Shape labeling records

•••

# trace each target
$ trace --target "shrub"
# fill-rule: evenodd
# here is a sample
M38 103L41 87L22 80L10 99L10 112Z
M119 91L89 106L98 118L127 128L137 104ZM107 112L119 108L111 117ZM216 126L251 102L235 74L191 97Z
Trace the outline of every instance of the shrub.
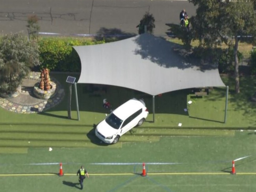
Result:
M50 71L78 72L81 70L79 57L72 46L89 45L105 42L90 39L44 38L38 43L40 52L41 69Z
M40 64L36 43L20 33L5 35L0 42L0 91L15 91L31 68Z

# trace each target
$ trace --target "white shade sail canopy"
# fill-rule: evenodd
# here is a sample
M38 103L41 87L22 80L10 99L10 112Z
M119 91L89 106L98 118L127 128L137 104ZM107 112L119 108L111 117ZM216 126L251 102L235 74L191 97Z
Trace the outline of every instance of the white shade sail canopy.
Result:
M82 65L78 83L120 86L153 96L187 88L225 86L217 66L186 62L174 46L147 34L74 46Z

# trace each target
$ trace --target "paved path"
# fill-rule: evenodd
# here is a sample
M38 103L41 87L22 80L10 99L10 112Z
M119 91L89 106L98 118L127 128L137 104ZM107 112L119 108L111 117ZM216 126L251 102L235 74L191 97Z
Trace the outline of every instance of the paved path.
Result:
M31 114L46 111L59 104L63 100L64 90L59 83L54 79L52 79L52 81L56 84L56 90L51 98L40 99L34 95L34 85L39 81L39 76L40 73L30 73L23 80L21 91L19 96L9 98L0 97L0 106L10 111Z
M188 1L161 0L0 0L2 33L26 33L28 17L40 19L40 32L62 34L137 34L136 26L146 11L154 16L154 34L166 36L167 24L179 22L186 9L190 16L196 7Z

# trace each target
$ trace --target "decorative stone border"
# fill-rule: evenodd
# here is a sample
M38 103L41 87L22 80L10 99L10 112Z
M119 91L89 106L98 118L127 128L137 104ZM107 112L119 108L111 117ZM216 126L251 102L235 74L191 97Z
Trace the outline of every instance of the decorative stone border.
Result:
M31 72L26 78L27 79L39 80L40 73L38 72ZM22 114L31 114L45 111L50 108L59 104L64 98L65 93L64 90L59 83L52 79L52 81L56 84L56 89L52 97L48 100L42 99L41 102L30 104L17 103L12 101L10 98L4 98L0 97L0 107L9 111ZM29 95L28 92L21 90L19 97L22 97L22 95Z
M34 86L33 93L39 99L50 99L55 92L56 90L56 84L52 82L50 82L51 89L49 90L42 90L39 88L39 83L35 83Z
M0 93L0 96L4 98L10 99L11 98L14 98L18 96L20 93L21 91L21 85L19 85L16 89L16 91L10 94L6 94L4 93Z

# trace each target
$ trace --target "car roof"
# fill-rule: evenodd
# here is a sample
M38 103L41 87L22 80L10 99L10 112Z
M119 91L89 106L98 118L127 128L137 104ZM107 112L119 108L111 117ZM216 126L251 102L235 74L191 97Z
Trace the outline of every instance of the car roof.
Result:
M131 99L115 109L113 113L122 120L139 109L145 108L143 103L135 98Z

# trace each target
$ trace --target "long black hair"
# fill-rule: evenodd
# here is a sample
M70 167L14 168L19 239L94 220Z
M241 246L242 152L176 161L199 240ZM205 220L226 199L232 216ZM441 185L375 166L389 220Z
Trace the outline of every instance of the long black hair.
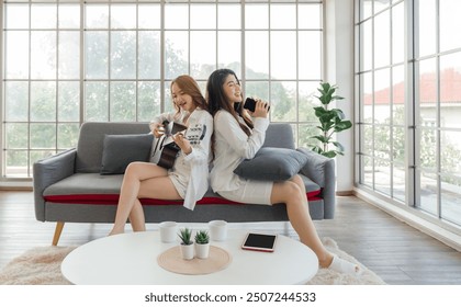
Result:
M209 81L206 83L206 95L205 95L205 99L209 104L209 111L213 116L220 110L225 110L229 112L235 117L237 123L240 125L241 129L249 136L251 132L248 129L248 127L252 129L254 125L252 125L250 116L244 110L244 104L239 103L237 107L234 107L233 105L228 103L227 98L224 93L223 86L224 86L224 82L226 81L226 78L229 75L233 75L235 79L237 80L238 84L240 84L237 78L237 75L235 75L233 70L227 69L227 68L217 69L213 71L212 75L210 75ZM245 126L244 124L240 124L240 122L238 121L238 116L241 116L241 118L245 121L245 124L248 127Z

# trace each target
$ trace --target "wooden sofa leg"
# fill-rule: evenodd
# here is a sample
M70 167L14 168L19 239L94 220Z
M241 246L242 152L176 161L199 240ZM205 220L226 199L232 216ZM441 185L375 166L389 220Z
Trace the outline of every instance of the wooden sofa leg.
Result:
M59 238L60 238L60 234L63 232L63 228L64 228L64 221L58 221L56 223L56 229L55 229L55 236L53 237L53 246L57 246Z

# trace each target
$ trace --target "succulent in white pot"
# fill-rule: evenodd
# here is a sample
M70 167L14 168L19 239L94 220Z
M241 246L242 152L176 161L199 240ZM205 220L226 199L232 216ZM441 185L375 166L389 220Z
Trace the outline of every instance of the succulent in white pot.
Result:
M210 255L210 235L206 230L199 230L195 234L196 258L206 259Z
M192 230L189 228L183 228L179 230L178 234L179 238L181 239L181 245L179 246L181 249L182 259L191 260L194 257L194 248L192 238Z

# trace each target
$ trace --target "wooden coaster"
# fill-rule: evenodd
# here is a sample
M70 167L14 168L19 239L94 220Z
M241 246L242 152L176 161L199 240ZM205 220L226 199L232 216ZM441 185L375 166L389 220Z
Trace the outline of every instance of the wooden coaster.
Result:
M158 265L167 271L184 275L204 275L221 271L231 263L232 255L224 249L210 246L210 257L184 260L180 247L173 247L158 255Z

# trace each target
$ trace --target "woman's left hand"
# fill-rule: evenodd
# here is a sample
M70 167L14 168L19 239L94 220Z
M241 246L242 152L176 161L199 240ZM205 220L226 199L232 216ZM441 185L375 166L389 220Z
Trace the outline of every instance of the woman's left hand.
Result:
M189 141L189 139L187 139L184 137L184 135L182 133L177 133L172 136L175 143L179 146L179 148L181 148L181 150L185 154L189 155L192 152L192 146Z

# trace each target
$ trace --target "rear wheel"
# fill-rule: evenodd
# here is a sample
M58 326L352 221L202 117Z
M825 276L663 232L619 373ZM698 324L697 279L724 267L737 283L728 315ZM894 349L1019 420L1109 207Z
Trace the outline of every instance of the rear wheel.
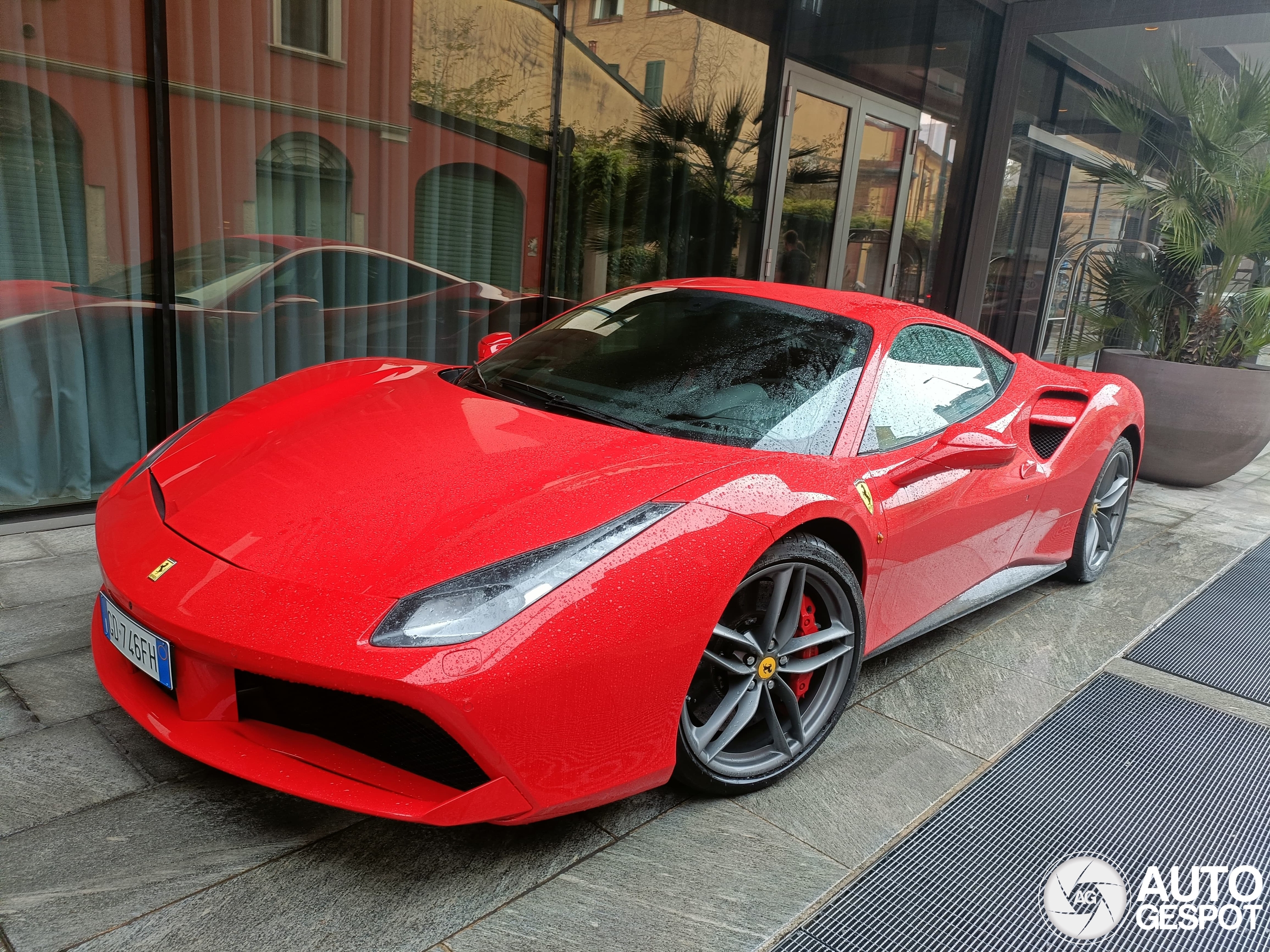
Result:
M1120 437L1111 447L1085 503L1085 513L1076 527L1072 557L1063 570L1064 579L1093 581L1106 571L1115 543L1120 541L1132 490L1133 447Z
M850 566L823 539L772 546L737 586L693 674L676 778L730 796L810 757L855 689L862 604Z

•••

# What is needed:
Please quote everything from the start of the items down to the line containing "M188 1L161 0L0", with both ends included. Leave the pictures out of your answer.

# Response for this exercise:
# trace each target
$ trace --target "shrub"
# fill-rule: evenodd
# here is a sample
M38 103L41 87L22 80L10 99L10 112Z
M119 91L89 106L98 118L127 128L137 104ZM107 112L119 108L111 117ZM216 126L251 102L235 74L191 97Z
Trace the outline of every instance of the shrub.
Result:
M50 71L78 72L81 70L79 57L72 46L89 45L105 42L90 39L44 38L38 43L40 52L41 69Z
M40 64L36 43L20 33L5 35L0 42L0 91L15 91L31 68Z

# trace each target
$ trace --target "white shade sail canopy"
# fill-rule: evenodd
# here is a sample
M38 103L41 87L22 80L10 99L10 112Z
M119 91L89 106L98 118L127 128L137 104ZM107 112L119 108L111 117ZM216 126L251 102L235 74L191 97Z
Trace the outline of every instance of the white shade sail canopy.
Result:
M82 65L78 83L120 86L153 96L187 88L225 86L217 66L186 62L174 46L147 34L74 46Z

# trace each target
$ trace --target "paved path"
# fill-rule: evenodd
# here is a sample
M38 103L41 87L22 80L10 99L10 112Z
M119 91L89 106L98 118L127 128L137 104ZM107 112L119 108L111 117ZM216 126L251 102L235 74L191 97Z
Trace the outline of every instance of the paved path.
Result:
M31 114L46 111L59 104L63 100L64 90L59 83L54 79L52 79L52 81L56 84L56 90L51 98L40 99L34 95L34 85L39 81L39 76L40 73L30 73L23 80L21 91L19 96L9 98L0 97L0 106L10 111Z
M188 1L161 0L0 0L2 33L26 33L28 17L40 19L40 32L62 34L137 34L136 26L146 11L154 16L154 34L166 36L167 24L179 22L186 9L190 16L196 7Z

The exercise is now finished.